PROBLEM: Write out the rows below word for word, from the line containing "point: gray hatchback" through the final row.

## start RECORD EXCERPTS

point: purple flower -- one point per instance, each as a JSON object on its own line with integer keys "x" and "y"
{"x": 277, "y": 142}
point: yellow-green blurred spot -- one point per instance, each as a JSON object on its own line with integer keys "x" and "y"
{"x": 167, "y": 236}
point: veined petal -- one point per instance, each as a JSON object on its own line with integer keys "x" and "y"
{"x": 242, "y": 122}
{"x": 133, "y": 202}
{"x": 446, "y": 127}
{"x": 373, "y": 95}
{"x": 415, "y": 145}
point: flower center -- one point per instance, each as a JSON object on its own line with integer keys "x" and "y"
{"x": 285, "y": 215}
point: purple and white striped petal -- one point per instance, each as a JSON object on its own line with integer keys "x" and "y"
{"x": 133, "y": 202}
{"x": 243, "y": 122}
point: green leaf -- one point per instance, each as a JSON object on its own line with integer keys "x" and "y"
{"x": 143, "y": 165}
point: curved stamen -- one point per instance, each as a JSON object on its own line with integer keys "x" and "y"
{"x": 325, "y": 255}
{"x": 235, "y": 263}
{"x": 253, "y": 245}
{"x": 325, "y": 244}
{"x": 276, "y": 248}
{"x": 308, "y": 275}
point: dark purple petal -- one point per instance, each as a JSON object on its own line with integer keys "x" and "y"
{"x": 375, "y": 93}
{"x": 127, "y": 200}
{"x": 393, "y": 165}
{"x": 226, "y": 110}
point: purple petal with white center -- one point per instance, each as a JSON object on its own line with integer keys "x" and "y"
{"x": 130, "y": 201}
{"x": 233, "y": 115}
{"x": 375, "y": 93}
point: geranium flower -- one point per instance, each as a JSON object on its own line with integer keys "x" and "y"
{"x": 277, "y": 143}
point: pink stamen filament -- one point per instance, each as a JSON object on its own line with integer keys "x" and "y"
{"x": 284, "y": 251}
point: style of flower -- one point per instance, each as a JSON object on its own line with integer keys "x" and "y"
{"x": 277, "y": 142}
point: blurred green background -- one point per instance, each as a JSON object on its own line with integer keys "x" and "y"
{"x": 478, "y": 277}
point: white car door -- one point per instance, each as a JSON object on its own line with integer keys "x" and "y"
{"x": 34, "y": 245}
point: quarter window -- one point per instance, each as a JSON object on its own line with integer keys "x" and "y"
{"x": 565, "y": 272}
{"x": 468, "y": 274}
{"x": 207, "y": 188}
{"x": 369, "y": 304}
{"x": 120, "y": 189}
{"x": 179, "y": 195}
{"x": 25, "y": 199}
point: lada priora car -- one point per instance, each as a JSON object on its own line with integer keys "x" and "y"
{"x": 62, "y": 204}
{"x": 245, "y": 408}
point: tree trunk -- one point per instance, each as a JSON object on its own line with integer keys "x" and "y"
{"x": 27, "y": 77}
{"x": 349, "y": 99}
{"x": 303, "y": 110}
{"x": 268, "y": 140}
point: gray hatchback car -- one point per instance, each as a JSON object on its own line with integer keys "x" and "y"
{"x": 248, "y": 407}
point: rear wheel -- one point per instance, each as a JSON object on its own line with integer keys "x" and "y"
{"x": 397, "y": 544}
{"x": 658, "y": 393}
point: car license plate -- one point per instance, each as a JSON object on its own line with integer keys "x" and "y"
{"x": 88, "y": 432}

## end RECORD EXCERPTS

ANSWER TO THIS PROBLEM:
point: gray hatchback car -- one point per instance, each as a JSON object on its own line with integer keys "x" and "y"
{"x": 248, "y": 407}
point: rear wheel -- one point per instance, each as a JSON object on its own line with integer keys "x" and "y"
{"x": 397, "y": 544}
{"x": 658, "y": 393}
point: car license plate -- one point per instance, each as a JSON object on its own line with integer keys "x" and "y"
{"x": 88, "y": 432}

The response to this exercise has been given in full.